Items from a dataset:
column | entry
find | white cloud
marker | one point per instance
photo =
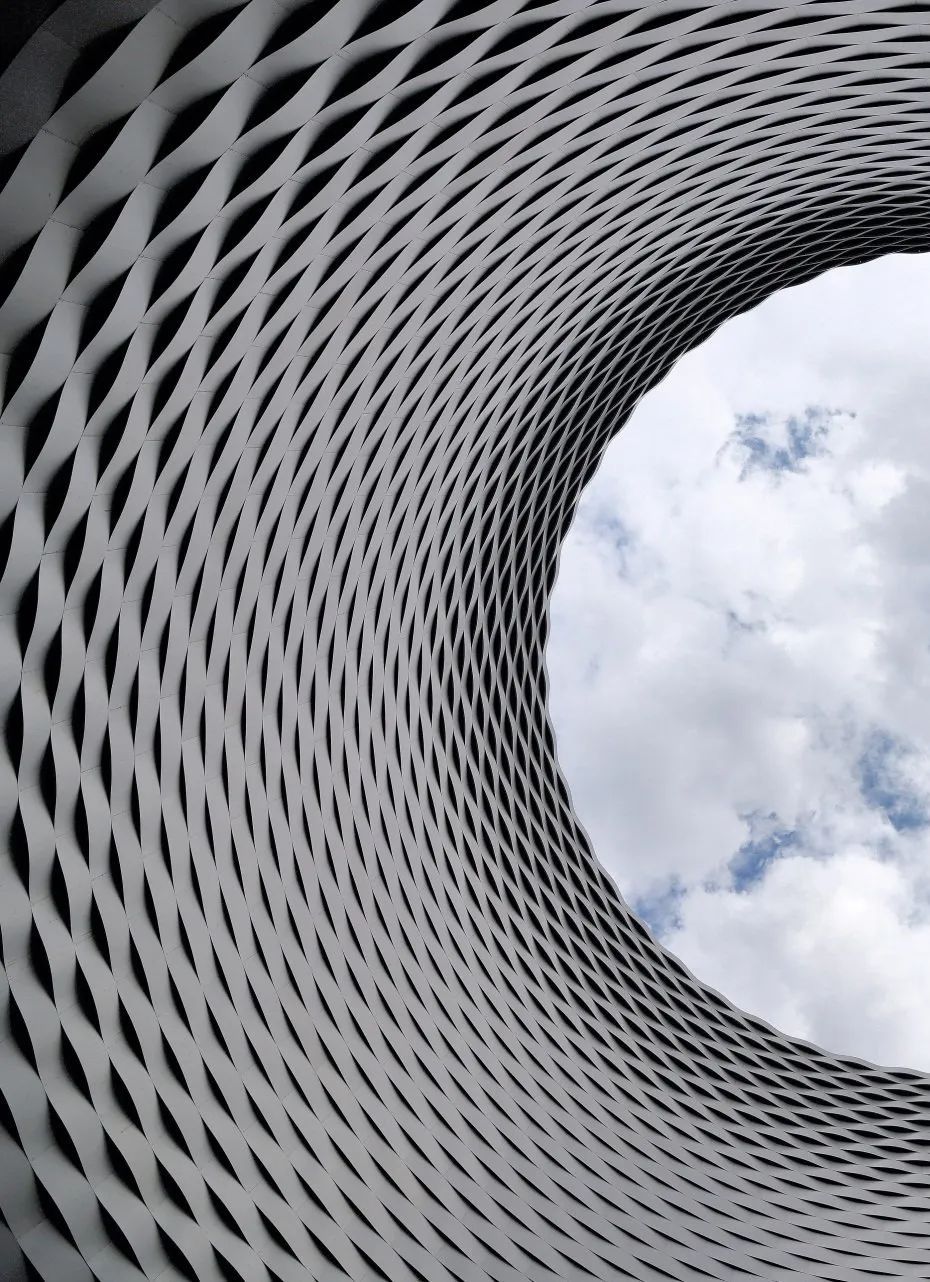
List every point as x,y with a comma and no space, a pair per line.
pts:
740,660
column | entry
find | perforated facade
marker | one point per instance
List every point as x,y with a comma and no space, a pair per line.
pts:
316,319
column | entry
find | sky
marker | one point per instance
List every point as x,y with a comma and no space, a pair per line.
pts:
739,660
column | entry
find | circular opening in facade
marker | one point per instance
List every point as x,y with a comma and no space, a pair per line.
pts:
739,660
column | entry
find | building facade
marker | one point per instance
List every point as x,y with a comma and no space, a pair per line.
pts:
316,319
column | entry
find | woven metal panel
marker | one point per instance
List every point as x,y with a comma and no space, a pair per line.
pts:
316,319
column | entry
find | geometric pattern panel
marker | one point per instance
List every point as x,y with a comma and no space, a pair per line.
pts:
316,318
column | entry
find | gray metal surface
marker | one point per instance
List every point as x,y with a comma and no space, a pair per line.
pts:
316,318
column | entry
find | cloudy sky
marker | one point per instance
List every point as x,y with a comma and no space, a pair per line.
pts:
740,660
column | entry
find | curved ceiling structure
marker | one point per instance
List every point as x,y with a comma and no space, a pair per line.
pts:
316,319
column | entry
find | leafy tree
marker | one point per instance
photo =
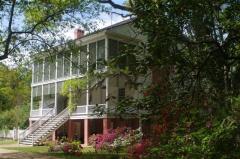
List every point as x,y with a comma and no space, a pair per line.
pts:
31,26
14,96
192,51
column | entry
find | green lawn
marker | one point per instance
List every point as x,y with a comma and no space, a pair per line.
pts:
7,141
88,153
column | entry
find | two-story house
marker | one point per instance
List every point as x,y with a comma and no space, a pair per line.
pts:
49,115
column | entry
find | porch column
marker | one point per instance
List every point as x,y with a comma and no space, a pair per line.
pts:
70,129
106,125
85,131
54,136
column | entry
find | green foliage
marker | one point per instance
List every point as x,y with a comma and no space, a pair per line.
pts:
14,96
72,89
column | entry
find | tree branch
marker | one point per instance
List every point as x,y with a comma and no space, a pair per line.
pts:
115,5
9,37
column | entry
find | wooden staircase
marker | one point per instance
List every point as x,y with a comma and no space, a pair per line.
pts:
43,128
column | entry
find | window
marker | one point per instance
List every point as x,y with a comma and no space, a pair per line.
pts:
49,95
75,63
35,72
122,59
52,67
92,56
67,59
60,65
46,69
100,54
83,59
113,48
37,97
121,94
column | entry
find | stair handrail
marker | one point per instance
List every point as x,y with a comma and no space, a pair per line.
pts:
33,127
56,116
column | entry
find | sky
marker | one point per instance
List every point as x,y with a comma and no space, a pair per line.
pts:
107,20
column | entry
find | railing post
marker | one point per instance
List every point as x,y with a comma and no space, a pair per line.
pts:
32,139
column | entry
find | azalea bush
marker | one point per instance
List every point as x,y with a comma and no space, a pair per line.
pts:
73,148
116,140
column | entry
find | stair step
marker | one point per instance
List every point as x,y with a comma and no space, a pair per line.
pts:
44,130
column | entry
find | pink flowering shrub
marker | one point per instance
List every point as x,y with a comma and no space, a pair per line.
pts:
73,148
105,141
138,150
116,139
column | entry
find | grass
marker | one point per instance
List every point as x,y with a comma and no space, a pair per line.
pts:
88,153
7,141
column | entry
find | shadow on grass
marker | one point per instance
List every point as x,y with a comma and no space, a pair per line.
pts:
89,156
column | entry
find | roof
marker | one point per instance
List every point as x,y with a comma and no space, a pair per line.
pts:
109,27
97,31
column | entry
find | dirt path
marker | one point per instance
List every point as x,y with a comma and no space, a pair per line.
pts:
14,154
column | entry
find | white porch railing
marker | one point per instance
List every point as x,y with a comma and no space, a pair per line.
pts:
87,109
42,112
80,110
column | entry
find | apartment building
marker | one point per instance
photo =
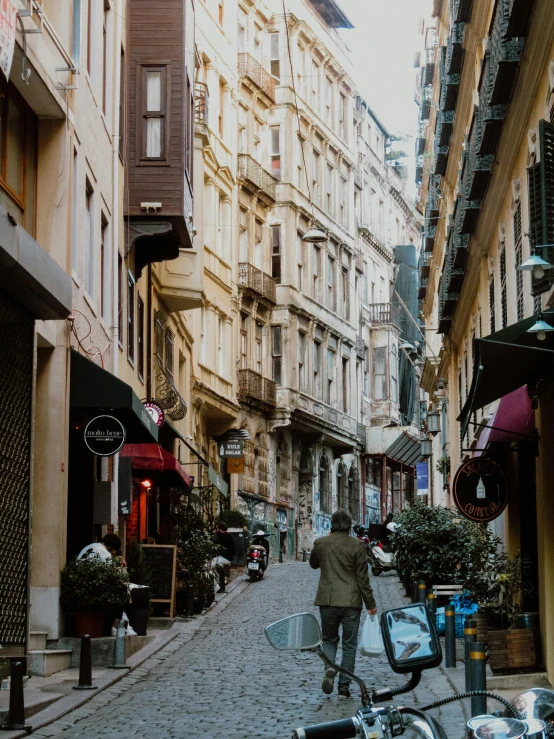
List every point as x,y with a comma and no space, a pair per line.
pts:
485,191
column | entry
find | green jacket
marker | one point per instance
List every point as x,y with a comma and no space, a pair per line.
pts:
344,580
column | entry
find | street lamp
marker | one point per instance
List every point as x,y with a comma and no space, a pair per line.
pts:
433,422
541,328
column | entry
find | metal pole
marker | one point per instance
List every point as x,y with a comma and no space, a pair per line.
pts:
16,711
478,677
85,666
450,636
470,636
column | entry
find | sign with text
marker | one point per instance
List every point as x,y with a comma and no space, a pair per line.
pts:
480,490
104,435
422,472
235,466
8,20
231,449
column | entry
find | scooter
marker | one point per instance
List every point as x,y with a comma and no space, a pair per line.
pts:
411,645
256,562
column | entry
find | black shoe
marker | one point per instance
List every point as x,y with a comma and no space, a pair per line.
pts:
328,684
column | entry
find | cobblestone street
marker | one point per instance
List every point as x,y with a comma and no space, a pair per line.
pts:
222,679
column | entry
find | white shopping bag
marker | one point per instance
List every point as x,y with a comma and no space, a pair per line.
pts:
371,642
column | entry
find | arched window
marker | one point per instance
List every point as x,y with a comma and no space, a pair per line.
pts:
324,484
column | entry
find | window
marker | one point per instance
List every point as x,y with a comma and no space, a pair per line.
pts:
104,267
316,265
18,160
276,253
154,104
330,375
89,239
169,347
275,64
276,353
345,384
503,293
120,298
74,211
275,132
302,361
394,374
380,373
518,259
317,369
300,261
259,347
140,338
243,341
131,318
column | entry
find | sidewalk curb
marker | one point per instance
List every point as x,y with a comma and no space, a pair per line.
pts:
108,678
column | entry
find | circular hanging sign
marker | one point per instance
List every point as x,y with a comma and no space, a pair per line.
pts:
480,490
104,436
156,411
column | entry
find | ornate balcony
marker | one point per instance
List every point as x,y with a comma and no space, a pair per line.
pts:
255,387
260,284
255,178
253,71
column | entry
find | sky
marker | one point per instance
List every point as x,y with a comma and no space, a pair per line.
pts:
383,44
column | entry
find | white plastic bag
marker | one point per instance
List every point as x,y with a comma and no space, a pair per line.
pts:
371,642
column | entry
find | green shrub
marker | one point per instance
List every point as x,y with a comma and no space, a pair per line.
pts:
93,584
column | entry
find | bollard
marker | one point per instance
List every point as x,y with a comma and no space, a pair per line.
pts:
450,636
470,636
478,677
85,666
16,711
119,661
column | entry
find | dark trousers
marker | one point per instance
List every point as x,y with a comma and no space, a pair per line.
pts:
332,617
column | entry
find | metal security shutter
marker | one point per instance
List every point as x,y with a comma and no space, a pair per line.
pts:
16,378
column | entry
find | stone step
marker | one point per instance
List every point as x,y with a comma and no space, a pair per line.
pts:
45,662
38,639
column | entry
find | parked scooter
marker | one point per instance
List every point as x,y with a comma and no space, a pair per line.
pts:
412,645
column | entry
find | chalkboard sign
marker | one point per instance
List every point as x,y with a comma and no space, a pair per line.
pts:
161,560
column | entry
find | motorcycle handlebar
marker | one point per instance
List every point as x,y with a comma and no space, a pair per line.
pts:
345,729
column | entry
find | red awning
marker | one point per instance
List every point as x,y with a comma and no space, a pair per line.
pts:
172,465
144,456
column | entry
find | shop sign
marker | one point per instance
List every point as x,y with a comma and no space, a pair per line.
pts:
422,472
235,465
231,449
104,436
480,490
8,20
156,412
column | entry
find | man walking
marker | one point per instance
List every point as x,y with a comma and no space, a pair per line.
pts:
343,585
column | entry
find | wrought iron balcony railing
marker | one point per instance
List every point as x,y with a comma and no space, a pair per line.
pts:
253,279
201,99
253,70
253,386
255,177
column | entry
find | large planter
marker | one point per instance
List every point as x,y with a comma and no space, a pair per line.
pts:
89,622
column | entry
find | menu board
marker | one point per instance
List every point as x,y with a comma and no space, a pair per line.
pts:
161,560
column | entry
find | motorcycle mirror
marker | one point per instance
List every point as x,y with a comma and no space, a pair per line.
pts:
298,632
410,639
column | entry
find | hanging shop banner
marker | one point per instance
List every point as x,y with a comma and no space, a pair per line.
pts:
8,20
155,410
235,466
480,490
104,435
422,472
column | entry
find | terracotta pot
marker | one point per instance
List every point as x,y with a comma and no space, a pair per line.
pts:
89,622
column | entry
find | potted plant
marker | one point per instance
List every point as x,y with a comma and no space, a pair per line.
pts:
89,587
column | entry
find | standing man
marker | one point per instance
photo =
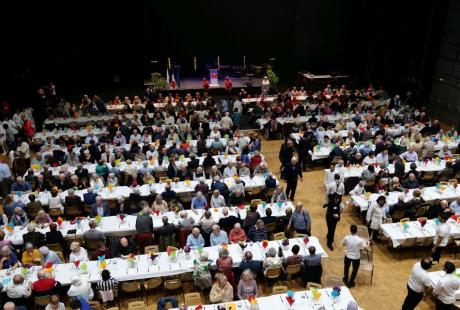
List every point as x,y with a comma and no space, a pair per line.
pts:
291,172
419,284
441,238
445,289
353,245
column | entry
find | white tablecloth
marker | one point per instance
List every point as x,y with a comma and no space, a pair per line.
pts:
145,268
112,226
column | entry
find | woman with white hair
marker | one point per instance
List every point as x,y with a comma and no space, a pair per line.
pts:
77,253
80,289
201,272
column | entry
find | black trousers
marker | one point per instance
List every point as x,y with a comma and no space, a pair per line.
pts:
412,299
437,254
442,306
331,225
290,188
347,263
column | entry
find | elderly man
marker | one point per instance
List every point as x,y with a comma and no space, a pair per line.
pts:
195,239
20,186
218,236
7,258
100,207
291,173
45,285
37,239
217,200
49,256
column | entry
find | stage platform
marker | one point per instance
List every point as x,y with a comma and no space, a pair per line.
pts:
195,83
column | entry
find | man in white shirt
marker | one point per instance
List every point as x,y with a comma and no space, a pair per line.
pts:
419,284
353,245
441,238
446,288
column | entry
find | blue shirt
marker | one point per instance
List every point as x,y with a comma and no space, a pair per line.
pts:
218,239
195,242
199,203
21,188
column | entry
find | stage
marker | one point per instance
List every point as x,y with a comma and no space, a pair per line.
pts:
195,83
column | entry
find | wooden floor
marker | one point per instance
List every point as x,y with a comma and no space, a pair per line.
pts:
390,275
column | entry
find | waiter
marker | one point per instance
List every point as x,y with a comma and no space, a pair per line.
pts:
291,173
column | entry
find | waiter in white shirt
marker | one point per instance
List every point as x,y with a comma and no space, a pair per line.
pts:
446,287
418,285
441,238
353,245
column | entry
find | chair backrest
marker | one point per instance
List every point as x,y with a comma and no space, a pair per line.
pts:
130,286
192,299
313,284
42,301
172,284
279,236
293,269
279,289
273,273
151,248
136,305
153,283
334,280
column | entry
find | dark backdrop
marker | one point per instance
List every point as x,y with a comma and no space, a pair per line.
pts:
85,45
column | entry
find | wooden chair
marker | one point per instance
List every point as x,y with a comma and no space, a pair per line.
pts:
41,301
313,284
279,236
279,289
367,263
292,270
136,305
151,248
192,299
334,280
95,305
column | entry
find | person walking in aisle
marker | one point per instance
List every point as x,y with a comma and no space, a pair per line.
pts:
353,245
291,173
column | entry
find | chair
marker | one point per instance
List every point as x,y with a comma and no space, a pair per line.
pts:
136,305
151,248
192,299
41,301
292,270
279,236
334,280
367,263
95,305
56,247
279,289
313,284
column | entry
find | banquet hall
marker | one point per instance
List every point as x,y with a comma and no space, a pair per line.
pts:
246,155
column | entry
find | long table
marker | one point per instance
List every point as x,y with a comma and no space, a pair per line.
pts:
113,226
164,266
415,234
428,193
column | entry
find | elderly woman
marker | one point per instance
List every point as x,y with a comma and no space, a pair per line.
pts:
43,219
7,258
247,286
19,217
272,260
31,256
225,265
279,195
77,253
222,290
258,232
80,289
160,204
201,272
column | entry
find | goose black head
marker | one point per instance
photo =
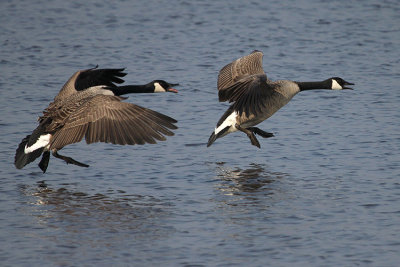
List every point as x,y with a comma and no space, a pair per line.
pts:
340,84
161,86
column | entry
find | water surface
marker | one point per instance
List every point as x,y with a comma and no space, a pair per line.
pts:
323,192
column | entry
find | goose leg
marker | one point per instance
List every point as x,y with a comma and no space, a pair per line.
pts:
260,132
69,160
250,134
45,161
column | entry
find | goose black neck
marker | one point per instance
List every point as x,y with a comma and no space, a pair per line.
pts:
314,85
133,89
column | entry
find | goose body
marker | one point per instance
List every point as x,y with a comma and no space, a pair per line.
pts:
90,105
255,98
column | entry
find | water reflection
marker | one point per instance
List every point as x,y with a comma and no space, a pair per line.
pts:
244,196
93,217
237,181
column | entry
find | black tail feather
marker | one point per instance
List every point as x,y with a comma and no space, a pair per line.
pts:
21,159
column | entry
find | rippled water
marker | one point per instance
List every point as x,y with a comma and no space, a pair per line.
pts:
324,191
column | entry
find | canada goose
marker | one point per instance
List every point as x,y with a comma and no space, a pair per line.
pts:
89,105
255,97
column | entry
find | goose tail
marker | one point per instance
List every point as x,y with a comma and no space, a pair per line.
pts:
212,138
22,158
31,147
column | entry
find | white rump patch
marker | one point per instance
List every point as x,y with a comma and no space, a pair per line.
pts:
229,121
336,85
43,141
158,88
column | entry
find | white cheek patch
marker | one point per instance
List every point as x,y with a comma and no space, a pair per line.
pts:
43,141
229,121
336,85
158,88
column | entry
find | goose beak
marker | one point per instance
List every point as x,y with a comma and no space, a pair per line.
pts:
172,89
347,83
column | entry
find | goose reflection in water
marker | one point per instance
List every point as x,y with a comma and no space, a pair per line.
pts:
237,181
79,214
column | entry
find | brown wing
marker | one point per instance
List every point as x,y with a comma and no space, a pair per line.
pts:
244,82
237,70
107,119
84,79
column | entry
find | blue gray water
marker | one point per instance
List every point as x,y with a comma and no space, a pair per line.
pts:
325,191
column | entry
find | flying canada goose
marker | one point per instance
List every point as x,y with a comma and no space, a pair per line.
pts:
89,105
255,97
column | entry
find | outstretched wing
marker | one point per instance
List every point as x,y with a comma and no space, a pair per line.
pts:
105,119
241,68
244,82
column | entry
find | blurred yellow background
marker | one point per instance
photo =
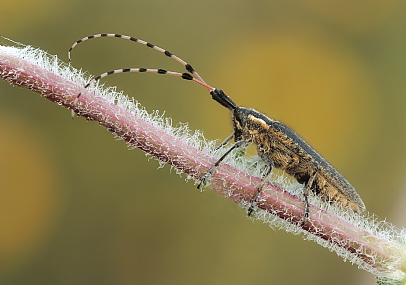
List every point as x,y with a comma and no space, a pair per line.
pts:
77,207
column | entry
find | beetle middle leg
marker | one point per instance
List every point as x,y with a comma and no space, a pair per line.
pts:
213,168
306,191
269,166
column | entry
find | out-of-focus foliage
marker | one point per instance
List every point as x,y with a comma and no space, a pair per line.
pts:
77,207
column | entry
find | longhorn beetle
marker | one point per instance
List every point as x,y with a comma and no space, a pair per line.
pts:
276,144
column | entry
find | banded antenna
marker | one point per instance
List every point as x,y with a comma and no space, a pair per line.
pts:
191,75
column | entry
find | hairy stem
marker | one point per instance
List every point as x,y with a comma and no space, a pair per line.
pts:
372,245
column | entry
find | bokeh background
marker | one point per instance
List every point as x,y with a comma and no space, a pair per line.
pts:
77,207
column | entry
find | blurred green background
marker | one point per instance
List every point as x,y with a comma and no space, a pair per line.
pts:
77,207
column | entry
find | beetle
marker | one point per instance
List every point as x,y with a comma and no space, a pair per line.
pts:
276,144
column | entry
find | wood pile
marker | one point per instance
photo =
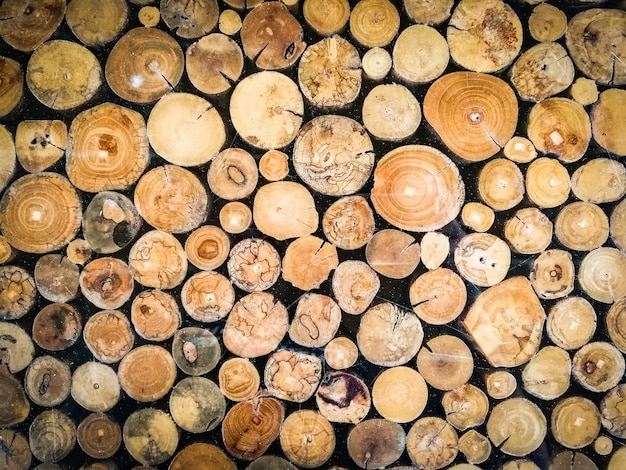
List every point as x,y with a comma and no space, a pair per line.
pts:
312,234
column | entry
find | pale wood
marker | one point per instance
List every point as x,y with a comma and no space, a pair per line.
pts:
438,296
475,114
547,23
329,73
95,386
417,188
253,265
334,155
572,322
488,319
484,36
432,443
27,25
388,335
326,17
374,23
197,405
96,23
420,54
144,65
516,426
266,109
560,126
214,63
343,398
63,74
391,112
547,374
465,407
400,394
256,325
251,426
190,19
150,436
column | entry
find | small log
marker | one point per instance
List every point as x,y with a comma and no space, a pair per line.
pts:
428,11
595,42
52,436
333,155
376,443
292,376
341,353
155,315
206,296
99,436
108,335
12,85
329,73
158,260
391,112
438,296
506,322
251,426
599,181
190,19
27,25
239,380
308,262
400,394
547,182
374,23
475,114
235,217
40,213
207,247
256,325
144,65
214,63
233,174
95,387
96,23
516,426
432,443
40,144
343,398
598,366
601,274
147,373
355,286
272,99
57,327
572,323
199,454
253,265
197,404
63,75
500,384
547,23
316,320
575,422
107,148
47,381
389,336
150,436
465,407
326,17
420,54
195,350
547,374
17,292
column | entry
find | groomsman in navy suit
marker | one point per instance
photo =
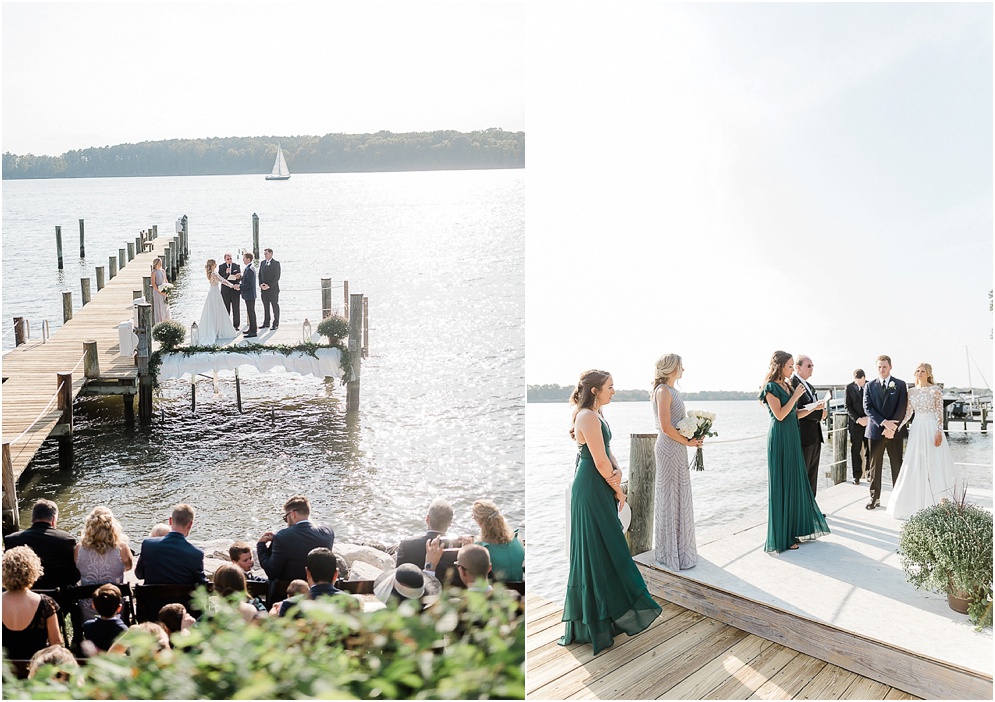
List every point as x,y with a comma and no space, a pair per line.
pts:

▶ SET TASK
Filter the entries above, keeping every line that contains the word "building", where case counts.

▶ ANSWER TO THIS EXERCISE
find | building facade
find | apartment building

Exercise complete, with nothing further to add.